(WORK TO DO): Give every line back verbatim, dropping all images.

(DATASET ROWS):

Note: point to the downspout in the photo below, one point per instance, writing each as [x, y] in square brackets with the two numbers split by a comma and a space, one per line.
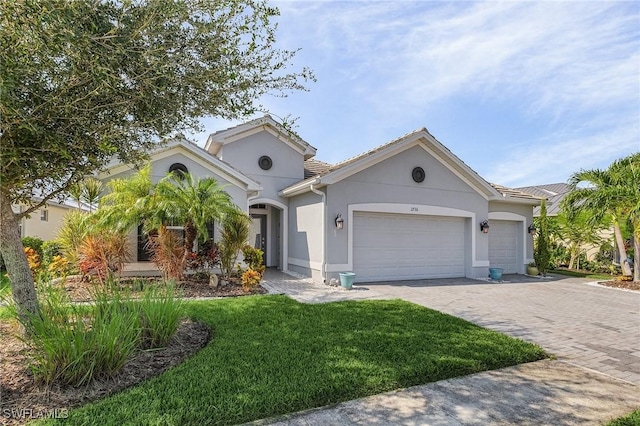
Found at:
[324, 230]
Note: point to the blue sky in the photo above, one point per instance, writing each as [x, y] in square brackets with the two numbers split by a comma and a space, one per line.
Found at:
[525, 93]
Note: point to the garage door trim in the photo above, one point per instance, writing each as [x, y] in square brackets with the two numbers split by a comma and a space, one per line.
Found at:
[408, 209]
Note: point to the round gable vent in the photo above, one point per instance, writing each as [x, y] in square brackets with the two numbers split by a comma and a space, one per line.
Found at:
[418, 174]
[178, 169]
[265, 162]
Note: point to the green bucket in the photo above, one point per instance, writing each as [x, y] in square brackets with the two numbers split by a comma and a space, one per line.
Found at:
[495, 273]
[346, 279]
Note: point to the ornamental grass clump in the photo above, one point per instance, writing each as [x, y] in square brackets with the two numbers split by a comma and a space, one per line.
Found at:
[73, 344]
[159, 316]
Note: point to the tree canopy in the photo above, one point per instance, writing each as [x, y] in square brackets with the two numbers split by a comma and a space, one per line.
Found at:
[84, 81]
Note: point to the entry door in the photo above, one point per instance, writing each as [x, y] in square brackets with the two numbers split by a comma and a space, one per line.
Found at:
[503, 246]
[258, 237]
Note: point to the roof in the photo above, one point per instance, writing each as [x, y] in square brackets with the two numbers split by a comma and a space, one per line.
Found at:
[515, 193]
[228, 171]
[554, 194]
[339, 171]
[217, 140]
[314, 167]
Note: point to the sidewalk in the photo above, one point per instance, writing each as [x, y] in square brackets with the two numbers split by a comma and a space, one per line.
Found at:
[540, 393]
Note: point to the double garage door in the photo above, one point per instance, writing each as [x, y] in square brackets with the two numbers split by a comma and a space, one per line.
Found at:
[407, 247]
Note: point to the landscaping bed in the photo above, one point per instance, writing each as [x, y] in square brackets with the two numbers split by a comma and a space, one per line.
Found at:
[22, 399]
[271, 355]
[80, 290]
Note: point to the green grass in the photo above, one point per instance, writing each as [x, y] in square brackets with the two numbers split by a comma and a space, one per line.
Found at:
[270, 355]
[632, 419]
[579, 274]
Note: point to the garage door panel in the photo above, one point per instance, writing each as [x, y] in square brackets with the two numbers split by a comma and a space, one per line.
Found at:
[392, 247]
[503, 245]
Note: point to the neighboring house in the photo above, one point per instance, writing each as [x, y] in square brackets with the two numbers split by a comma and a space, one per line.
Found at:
[555, 193]
[46, 221]
[408, 209]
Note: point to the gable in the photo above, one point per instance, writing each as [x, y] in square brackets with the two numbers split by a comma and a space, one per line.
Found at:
[197, 161]
[245, 155]
[397, 171]
[217, 141]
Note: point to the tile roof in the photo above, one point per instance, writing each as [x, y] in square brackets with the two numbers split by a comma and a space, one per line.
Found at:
[314, 167]
[553, 192]
[514, 192]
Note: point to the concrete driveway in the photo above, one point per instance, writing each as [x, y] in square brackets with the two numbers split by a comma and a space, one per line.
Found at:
[588, 325]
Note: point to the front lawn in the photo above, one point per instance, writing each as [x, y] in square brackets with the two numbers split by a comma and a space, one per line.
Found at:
[271, 355]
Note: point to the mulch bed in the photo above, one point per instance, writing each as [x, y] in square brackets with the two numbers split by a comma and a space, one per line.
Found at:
[22, 399]
[80, 290]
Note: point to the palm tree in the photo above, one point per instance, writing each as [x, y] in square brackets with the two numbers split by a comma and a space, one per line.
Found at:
[129, 201]
[191, 202]
[91, 191]
[614, 192]
[576, 232]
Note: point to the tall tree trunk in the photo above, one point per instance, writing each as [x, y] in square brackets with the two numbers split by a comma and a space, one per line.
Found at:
[624, 262]
[636, 255]
[22, 285]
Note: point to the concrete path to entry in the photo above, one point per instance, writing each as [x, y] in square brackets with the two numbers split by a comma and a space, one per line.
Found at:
[593, 331]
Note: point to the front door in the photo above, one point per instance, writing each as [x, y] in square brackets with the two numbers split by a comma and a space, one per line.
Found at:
[258, 236]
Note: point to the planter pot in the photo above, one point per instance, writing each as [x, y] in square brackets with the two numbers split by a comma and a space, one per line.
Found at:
[495, 273]
[532, 270]
[346, 279]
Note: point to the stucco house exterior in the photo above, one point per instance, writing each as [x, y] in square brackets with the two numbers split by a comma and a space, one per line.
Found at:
[408, 209]
[45, 222]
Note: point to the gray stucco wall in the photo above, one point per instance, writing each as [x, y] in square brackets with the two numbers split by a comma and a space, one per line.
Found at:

(TASK RESULT):
Note: point to the downspout in the photo below, one point per instance, writing each as [x, y] in square brackets with the two numbers split by a comma and a space, one per line.
Found at:
[324, 230]
Note: point to the blue sky in the photo above, one point per instance, writing each as [x, y] in square brackets with the two numbers split by a comma and a space, one per line.
Found at:
[525, 93]
Note: point to the garage door trim in the photo above, one point per instance, writing each as [x, y] in square brackets with the two numbers split by a comma and a space, one per line.
Found at:
[408, 209]
Note: point to the round gable vent in the photo above, one point per instance, writing each as [x, y] in square brackets with the two numbers split by a comma and a space, one per line.
Found at:
[418, 174]
[178, 169]
[265, 162]
Note: point to the green bucket in the photo above, one point per instance, writing each as [x, y] in square brackets with the two numbers split by a comma and a space, one per line.
Found at:
[495, 273]
[346, 279]
Note: point to the ornamental grass clump in the photo above, one point per instance, writing each as [x, y] in square brackets with the two numbers split by a comma and a space, one per line.
Found at:
[73, 344]
[159, 316]
Note: point to the tree canopy in the photo above, one point per instance, writing each as [x, y] in square brackets with the two numbers split by a comma and a space, one per line.
Found at:
[84, 81]
Note: point to the entry door in the photo above, one point per instance, writing each as [x, y] in square brackets with the two numbers split by a comma and a space, one per line.
Found at:
[503, 246]
[258, 237]
Note: point to the roof in the photo above, one point per instance, writing each as [x, y] in square brackets with the two numbers split by a comma and a space, one per line.
Found at:
[515, 193]
[228, 171]
[554, 194]
[339, 171]
[217, 140]
[314, 167]
Note: point to the sidewalk in the photo above, one point per instance, writing each as [x, y] in square brackets with the two numbers split by a comma and a space, one per line.
Found at:
[540, 393]
Note: point to the double garage door in the photo above, one point per instance, writing each as [x, y] in square brackets with the two numbers split by a comma and a space, one per line.
Found at:
[407, 247]
Note: point to the landscaping bed in the photo above, one point per instance, writing each as [x, y] in square brackets with the two numbers split by a comma and a space, one per line.
Found at:
[22, 399]
[271, 355]
[80, 290]
Note: point to the green grass in the photo above, one point per instance, writing each as [x, y] in square brackets with the two numbers split by a comma and a space, one per line.
Found at:
[270, 355]
[632, 419]
[579, 274]
Note: point to the garage door panel in the photo above, one point per instance, writing each as [x, y] in square brackets with the two numbers split by a comma and a space, one per line.
Found at:
[392, 247]
[503, 245]
Note: point to the neighboring house in the photo above, one point per instance, writing each as [x, y] in square brackets with the two numbers split by a comma and a space, one per line.
Found at:
[555, 193]
[46, 221]
[408, 209]
Note: point to the gable in the photo above, one point per instance, writing each as [x, y] in square brackets with the two numbers split by a comma and a space, one per line.
Found at:
[197, 161]
[245, 155]
[397, 171]
[217, 141]
Note: point to the tile roof in the photo above, one point per instance, writing each as [x, y] in square brackets with the two numbers split by a comma and a space, one per line.
Found at:
[314, 167]
[553, 192]
[514, 192]
Note: point to the concrete driveway in the photo above, one point per instance, writing each as [x, y] in square brackets with the two numbers split by a comma and a space, one per line.
Found at:
[588, 325]
Note: point to the front lawn in the photo above, one point per instance, writing each as [x, y] in square brackets with the two numbers split by a comma and a space, one per line.
Found at:
[271, 355]
Note: point to the mulch bed in the photo above, one point per instance, writing each as [x, y] in square brackets with the two numbers split by a comma and a space, one per line.
Found at:
[22, 399]
[80, 290]
Note: point to the palm tree in the photo above, one point per instance, writing each as [x, y] in square brackets with the two numbers split by a comma and a space, one per line.
Found at:
[129, 201]
[191, 202]
[91, 191]
[614, 192]
[576, 232]
Note: point to the tall tree trunk in the photo above, one point per instance, writing each as [x, y] in square brackets with the two numbers split by a comma and a space, one per line.
Found at:
[624, 262]
[636, 255]
[22, 285]
Note: point to the concrete path to entry in the photo above, one point per instance, writing each as [x, y] in square brackets with the two numbers split by a comma and a space, one per line.
Found at:
[593, 331]
Note: point to the front door in the photo above, one point per instance, writing each as [x, y] in square brackets with the two numbers split by a comma and a space, one per line.
Found at:
[258, 236]
Note: point to the planter pot in the photo above, one point per instance, writing each as [x, y] in square brackets with the two numbers split by a comma and a space, one per line.
Found at:
[495, 273]
[532, 270]
[346, 279]
Note: point to the stucco house exterior in the photo above, one point per instance, writing each as [x, y] in square brackets with the two numbers split by a comma and a space, one per line.
Found at:
[408, 209]
[45, 222]
Note: point to the gray stucco wall in the photo above, one point per instance, writing each as [x, y] in square brackets with the two numbers split by a comma and a space, one per line.
Found at:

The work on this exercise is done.